• **Provided data**:
______

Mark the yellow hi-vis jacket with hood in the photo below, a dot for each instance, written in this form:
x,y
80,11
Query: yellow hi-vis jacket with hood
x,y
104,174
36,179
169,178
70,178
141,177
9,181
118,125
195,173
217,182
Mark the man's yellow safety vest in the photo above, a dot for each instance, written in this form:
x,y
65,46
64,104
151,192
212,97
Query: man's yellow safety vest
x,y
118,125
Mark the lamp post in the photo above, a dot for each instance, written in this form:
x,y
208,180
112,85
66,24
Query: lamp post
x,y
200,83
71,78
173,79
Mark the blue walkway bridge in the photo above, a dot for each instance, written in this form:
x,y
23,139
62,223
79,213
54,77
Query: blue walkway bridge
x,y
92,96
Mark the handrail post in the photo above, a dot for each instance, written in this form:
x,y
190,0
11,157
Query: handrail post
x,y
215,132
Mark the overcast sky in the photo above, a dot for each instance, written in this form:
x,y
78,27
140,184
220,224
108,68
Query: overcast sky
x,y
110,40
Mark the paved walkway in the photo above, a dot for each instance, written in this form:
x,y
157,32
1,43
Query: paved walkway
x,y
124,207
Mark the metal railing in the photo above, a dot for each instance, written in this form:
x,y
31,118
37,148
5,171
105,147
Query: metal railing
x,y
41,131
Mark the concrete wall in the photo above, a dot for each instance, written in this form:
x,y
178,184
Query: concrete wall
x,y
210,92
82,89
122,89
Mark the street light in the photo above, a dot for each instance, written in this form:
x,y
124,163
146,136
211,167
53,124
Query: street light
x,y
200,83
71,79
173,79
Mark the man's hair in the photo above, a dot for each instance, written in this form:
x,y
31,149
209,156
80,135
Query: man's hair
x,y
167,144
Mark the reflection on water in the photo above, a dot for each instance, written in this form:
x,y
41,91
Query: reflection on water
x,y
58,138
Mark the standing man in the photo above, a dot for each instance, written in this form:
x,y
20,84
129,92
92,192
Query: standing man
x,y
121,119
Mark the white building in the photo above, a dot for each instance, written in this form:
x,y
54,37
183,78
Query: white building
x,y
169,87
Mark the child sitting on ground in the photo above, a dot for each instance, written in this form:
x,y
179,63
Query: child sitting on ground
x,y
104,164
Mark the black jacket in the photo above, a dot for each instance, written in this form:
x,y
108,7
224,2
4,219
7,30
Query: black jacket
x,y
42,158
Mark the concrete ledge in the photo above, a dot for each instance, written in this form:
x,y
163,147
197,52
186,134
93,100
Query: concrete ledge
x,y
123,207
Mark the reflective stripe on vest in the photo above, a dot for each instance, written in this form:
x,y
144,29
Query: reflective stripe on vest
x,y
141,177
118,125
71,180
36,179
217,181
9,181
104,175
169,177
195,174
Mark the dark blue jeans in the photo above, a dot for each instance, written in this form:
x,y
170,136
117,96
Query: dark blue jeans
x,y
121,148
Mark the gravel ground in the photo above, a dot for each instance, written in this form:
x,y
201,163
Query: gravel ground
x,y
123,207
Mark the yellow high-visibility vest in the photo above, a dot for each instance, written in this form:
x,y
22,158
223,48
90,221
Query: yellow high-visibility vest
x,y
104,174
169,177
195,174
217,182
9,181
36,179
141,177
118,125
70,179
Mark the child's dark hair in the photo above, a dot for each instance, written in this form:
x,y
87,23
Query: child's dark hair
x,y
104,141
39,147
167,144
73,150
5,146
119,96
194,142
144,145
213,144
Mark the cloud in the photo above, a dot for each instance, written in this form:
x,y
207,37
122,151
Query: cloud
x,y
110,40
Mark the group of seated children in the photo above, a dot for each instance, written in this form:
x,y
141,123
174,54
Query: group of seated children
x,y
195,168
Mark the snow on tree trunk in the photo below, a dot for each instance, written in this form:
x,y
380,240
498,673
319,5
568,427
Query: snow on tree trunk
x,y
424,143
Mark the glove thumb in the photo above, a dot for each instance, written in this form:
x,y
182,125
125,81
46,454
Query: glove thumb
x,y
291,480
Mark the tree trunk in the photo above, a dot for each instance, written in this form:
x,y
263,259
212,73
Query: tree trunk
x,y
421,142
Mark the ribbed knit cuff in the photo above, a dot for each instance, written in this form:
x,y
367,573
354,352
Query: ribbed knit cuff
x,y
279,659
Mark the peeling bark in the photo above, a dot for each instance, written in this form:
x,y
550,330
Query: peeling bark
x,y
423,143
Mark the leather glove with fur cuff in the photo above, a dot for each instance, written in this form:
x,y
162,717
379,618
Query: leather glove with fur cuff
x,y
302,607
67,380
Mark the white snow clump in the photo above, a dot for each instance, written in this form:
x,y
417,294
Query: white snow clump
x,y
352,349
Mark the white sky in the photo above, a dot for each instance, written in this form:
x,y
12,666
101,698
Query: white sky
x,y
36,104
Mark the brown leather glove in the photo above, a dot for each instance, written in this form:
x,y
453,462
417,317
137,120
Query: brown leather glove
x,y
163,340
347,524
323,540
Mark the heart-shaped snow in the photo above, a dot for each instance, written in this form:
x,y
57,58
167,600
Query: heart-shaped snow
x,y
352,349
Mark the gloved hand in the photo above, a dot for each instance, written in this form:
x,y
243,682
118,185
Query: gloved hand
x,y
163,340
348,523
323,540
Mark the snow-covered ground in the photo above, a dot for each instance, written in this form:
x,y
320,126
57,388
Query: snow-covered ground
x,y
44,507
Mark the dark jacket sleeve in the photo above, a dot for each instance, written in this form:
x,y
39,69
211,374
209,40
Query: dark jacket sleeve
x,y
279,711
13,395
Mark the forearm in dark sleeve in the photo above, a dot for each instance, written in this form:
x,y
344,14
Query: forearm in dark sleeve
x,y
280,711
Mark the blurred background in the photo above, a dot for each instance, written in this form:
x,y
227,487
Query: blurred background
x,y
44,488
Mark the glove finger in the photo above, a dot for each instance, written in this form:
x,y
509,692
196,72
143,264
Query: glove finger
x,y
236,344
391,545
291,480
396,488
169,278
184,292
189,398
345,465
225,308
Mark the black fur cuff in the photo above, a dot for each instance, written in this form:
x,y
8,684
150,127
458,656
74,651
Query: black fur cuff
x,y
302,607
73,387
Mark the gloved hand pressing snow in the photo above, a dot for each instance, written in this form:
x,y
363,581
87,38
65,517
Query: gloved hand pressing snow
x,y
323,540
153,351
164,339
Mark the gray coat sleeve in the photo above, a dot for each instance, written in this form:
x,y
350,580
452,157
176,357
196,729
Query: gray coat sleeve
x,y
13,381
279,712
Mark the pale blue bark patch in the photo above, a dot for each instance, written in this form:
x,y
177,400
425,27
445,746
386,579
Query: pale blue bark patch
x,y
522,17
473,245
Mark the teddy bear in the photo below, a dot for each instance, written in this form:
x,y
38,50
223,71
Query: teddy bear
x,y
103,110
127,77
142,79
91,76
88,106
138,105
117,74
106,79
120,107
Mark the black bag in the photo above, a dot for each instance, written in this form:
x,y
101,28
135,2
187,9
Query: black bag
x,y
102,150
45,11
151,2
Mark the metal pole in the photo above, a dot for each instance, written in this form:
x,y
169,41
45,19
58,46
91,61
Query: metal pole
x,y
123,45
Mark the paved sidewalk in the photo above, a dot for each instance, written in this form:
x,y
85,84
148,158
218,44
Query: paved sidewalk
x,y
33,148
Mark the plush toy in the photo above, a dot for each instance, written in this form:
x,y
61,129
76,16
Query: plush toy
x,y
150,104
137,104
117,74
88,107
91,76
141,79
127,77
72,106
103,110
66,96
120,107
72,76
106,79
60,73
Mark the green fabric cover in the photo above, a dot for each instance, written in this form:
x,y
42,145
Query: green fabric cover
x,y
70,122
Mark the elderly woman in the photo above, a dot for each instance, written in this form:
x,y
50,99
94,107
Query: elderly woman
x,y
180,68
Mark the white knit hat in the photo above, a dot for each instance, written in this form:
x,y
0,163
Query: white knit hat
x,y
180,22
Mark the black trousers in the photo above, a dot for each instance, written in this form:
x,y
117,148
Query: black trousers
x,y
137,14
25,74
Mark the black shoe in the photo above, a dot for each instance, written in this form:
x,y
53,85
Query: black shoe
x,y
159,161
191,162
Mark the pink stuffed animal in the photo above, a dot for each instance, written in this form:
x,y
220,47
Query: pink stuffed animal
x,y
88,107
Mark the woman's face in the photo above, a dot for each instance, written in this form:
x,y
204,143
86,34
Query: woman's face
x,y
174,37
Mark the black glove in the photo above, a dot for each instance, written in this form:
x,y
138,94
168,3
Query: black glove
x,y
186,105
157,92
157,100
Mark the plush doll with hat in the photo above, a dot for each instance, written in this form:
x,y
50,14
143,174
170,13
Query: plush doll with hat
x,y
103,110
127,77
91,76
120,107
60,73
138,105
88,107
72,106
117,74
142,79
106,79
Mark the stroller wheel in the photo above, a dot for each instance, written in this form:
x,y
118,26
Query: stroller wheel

______

• **What you should do**: From the records above, transcribe exactly the run of lines that opens with the line holding "Mark the man's yellow" and closes with the line holding "Mark the concrete wall", both included.

• **Response box**:
Mark the man's yellow safety vest in the photo above, a dot for each instance, written in this form:
x,y
65,46
64,104
151,192
212,97
Query: man's yellow safety vest
x,y
118,125
Mark the lamp post in the photo above, a dot for each instance, written in this form:
x,y
208,180
112,85
66,24
Query: lamp post
x,y
200,83
71,78
173,79
Mark the blue walkway bridge in the photo above, a dot for each instance, written in this form:
x,y
23,139
62,223
79,213
54,77
Query: blue walkway bridge
x,y
92,96
Mark the handrail post in the photo above, a dot for each instance, written in this form:
x,y
190,0
11,157
Query: handrail post
x,y
215,132
Mark the overcast sky in the photo above, a dot for each instance, written in this form:
x,y
78,27
140,184
220,224
108,68
Query: overcast sky
x,y
110,40
Mark the paved walkway in the photo above, a dot for each instance, written in this form:
x,y
157,32
1,43
Query: paved walkway
x,y
124,207
Mark the metal railing in the photo above, a dot for each instance, written in this form:
x,y
31,118
37,148
5,171
105,147
Query: metal railing
x,y
41,131
Mark the concrete wall in the photo above, a dot for each instance, written in this form:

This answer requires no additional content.